- WHAT THE TASK ASKS
Pick up the profile of Dr. Noah below at its last sentence and write what comes next.

- PASSAGE TO READ
Biochemistry and Molecular Biology
Southern Research Institute
2000 Ninth Avenue South
Birmingham, AL 35205
Dr. Noah is the Manager of Virology in the Drug Discovery Division and is also an adjunct faculty member at The University of Alabama at Birmingham. He received his Ph.D. in Biochemistry in 1999 from North Carolina State University, where he studied the structure of the bacterial ribosome, function of catalytic RNA, and the effect of antibiotics on both. After postdoctoral studies during which he studied transposable intron RNAs for use as gene therapy vectors and diagnostics at The University of Texas at Austin (under the tutelage of Dr. Alan Lambowitz), Dr. Noah joined the staff at Southern Research.
Dr. Noah has both drug discovery and basic research programs in infectious disease research that focus on developing new antimicrobial drugs. His discovery programs encompass target identification and validation, high-throughput screening assay development, and mechanistic characterization of potential therapeutics. His NIH-funded research program investigates how multiple RNA viruses (Influenza, RSV, Dengue, Venezuelan Equine Encephalitis, and SARS) interact with host kinases to promote their own replication and spread. Lastly, he is a Subject Matter Expert for biological WMD for a Defense Threat Reduction Agency-sponsored Biological Threat Reduction Integrating Contract for former Soviet Union countries.

- SUPPLIED DATA
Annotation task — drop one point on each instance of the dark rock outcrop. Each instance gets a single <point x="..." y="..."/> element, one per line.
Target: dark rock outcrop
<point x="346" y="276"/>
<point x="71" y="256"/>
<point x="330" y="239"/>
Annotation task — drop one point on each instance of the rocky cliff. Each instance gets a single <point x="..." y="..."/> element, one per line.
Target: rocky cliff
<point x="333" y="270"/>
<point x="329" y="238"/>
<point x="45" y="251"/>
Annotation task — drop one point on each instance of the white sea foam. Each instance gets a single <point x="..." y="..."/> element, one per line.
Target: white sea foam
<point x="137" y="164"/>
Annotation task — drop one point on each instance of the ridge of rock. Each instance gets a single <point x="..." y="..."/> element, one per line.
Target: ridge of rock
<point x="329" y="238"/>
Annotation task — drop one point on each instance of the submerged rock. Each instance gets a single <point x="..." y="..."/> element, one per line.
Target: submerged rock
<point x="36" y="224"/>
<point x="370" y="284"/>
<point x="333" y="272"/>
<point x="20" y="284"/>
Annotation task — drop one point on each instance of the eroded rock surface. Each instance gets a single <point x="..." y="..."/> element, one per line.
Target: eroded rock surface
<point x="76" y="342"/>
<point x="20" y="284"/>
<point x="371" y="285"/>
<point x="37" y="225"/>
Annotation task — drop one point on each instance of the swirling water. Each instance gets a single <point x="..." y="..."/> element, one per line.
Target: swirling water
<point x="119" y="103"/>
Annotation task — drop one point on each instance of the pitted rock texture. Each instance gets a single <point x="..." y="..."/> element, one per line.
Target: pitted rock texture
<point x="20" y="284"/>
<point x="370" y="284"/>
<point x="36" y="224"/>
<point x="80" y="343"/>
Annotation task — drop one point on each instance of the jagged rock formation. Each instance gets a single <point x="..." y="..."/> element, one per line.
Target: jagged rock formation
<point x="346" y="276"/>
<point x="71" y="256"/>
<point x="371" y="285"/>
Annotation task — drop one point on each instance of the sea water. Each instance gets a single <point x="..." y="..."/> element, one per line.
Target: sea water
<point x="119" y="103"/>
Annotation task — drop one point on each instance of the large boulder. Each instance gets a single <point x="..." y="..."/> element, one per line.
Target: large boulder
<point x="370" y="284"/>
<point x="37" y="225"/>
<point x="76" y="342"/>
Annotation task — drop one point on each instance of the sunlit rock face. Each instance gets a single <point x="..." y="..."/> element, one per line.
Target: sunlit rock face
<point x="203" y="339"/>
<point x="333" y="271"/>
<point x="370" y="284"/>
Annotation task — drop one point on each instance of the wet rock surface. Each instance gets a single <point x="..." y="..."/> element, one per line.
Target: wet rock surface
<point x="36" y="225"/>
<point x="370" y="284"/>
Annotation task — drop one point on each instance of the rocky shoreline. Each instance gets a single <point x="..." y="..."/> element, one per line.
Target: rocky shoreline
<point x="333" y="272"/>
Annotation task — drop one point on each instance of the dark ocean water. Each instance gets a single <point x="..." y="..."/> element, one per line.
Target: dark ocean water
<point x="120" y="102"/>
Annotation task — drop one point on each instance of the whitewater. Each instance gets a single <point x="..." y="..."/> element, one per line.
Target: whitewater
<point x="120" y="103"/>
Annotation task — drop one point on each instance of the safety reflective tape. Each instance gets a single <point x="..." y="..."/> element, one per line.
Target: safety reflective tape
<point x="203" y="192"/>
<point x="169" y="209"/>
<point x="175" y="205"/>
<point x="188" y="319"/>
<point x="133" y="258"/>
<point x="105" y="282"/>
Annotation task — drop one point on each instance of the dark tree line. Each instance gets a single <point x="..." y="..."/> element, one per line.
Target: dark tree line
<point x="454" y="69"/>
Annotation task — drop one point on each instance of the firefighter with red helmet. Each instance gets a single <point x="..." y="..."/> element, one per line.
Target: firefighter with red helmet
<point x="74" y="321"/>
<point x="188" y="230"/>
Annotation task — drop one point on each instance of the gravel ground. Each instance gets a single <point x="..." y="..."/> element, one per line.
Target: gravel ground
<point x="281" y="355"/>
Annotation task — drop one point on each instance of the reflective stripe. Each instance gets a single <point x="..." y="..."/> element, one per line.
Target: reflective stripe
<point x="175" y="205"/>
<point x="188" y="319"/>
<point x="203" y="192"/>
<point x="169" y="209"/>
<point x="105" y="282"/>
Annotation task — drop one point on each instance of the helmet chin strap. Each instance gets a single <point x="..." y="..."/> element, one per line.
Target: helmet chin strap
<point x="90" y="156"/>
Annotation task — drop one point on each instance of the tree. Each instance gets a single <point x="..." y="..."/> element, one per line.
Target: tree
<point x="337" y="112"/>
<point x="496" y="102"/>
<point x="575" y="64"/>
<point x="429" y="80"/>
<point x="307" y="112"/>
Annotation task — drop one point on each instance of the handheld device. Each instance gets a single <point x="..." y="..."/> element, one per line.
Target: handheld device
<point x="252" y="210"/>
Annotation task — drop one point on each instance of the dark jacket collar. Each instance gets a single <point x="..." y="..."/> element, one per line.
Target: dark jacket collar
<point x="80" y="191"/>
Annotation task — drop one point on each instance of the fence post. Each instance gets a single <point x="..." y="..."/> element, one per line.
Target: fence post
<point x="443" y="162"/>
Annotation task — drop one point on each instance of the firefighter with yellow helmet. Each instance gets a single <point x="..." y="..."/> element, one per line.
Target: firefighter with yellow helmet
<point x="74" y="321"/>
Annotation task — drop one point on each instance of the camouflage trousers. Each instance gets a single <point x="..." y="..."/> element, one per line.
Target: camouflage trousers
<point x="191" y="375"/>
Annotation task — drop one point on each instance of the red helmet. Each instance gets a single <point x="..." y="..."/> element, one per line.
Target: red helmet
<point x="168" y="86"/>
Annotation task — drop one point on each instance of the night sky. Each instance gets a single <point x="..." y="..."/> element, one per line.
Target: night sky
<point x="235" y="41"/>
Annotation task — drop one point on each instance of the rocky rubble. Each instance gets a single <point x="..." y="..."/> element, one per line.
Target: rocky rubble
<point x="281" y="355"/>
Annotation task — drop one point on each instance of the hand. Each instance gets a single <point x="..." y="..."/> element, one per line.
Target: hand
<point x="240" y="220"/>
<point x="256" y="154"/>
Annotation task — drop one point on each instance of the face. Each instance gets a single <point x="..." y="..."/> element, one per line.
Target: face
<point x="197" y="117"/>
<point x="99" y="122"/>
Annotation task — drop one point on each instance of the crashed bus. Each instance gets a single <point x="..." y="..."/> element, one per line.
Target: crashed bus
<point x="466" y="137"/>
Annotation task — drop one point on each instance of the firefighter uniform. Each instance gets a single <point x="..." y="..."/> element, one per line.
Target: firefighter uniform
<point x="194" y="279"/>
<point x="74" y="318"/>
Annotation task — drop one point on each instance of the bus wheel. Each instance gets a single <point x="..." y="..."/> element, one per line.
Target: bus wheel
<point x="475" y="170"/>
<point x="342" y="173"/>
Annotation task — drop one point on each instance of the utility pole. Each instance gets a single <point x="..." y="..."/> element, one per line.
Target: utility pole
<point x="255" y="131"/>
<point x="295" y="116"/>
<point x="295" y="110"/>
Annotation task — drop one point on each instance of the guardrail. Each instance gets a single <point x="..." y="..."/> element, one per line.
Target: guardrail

- FINAL ANSWER
He has industrial experience in assay development in GLP and GMP facilities, research experience in enzyme kinetics, structure determination, and RNA-protein interactions, including investigating these interactions using photochemistry, mass spectrometry, and atomic force microscopy. In addition, he has government and commercial experience in antiviral discovery and evaluation through high-throughput screening. This work has led to a total of 32 publications in peer-reviewed journals, three book chapters/reviews, and two patent applications. He has served on peer review panels (Biodefense and Microbial Vaccine Development) for the National Institutes of Health and is a member of the editorial board for the journal Antiviral Research. He is also an ad-hoc reviewer for the Journal of Biomolecular Screening, PLOS One, the Journal of Infectious Disease, American Journal of Respiratory Cell and Molecular Biology, and the Journal of Ethnopharmacology.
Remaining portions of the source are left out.